### [Lista de atividades]
1 > Responda às seguintes perguntas sobre a reportagem acerca de Manuel Amílcar:
(a) Em que jornal e em que data foi publicada a reportagem?
(b) De que vem acusado o rapaz?
(c) Segundo o relato do réu, o que foi ele beber ao café?
2 > Transcreva fielmente o trecho da reportagem sobre Manuel Amílcar que começa em «Pena suspensa: O» e segue até «ter tornado suspeito.».

### [Texto selecionado]
■ ■ ■ ■ ■

Pena suspensa: O bilhete estava na Moita

Hoje, na rubrica ‘Caderno dos Mundos’, uma reportagem de Rui Araújo, publicada no jornal Semanário na edição de 29 de Outubro de 1988, sobre Manuel Amílcar, 21 anos, solteiro, condutor manobrador da construção civil e agora réu por tuta-e-meia.

O BILHETE ESTAVA NA MOITA
— Ó pá, eu nunca fiz mal nenhum ali ao polícia. Eu até nem o conheço. Ou ele «engraçou» comigo ou, então, não topo… Isto já nem é a primeira vez que acontece naquela esquadra. Eles levam as pessoas e batem na malta sem razão nenhuma. Já não sou o primeiro… — queixa-se o réu.
Manuel Amílcar, 21 anos, solteiro, condutor manobrador da construção civil e agora réu por tuta-e-meia. Mais uma história de faca e alguidar ou a prepotência fardada.
Acto 1
O rapaz, que vem acusado de «agressão a agente da Autoridade», foi interceptado por se ter tornado suspeito.
Eis a versão policial dos acontecimentos.
— Solicitei-lhe a identificação. Não achou por bem a minha intervenção e respondeu-me que a tinha na Moita. Ao mesmo tempo e num gesto inopinado, agrediu-me com um murro no peito e uma dentada. Para manter o capturado em respeito e sua captura foi necessário fazer uso da força física do que resultou ter ficado com um ligeiro ferimento no lábio superior bem como simples escoriações nas costas.

Acto 2
Manuel Amílcar tem , obviamente, outra noção do sucedido. E, como de costume, é literalmente oposta da versão policial.
— Saí de casa. Fui ao café para beber uma cervejita. Estava à porta do café quando chegou o polícia. Disse-me que não podia estar ali a beber a cerveja. Respondi-lhe que não sabia que era proibido. Perguntou-me se eu tinha interesse em que a dona da casa apanhasse uma multa. Disse-lhe que não e que para a próxima não fazia isso. Começou a falar com outras pessoas. Pediu-me a identificação. Disse-lhe que tinha o Bilhete de Identidade em casa, mas que não estava assim muito bom. Estava estragado. Mas que tinha outro que estava na Moita. Aí, mandou-me entrar para dentro da carrinha. Entrei e começaram logo a bater-me. Depois, puseram-me na esquadra e mandaram-me para o Governo Civil de Lisboa.

■ ■ ■ ■ ■

### [Dados fornecidos]
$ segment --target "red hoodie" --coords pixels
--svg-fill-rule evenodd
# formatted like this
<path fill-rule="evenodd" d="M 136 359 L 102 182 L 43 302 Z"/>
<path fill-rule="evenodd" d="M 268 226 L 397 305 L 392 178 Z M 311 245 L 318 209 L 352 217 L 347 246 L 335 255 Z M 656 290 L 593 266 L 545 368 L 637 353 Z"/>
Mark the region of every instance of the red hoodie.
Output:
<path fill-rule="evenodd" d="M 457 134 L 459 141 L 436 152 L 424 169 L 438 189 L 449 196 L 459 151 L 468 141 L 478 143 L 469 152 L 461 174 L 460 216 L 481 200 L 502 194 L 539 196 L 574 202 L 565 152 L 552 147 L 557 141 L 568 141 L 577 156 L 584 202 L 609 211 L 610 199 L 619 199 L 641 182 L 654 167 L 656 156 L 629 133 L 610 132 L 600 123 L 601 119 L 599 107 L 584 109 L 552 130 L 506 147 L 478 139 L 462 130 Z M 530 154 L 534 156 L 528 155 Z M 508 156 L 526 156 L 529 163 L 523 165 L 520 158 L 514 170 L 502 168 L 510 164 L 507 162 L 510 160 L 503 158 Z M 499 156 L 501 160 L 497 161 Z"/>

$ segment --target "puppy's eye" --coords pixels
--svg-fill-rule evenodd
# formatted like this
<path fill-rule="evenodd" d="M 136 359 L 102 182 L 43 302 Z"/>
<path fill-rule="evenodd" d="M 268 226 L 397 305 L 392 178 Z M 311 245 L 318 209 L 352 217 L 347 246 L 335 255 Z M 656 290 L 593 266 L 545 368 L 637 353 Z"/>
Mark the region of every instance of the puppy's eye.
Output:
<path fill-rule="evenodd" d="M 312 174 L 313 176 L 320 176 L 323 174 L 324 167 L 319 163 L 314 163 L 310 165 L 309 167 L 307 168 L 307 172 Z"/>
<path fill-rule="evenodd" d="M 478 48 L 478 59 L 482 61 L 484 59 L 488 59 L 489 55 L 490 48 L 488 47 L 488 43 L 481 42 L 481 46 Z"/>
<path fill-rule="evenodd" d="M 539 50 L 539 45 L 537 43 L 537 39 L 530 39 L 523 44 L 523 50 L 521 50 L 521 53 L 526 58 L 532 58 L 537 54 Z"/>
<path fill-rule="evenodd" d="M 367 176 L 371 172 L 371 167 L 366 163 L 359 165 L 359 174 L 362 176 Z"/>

■ ■ ■ ■ ■

### [As suas respostas]
1 >
(a) No jornal Semanário, na edição de 29 de Outubro de 1988.
(b) De «agressão a agente da Autoridade».
(c) Uma cervejita.

2 >
Pena suspensa: O bilhete estava na Moita

Hoje, na rubrica ‘Caderno dos Mundos’, uma reportagem de Rui Araújo, publicada no jornal Semanário na edição de 29 de Outubro de 1988, sobre Manuel Amílcar, 21 anos, solteiro, condutor manobrador da construção civil e agora réu por tuta-e-meia.

O BILHETE ESTAVA NA MOITA
— Ó pá, eu nunca fiz mal nenhum ali ao polícia. Eu até nem o conheço. Ou ele «engraçou» comigo ou, então, não topo… Isto já nem é a primeira vez que acontece naquela esquadra. Eles levam as pessoas e batem na malta sem razão nenhuma. Já não sou o primeiro… — queixa-se o réu.
Manuel Amílcar, 21 anos, solteiro, condutor manobrador da construção civil e agora réu por tuta-e-meia. Mais uma história de faca e alguidar ou a prepotência fardada.
Acto 1
O rapaz, que vem acusado de «agressão a agente da Autoridade», foi interceptado por se ter tornado suspeito.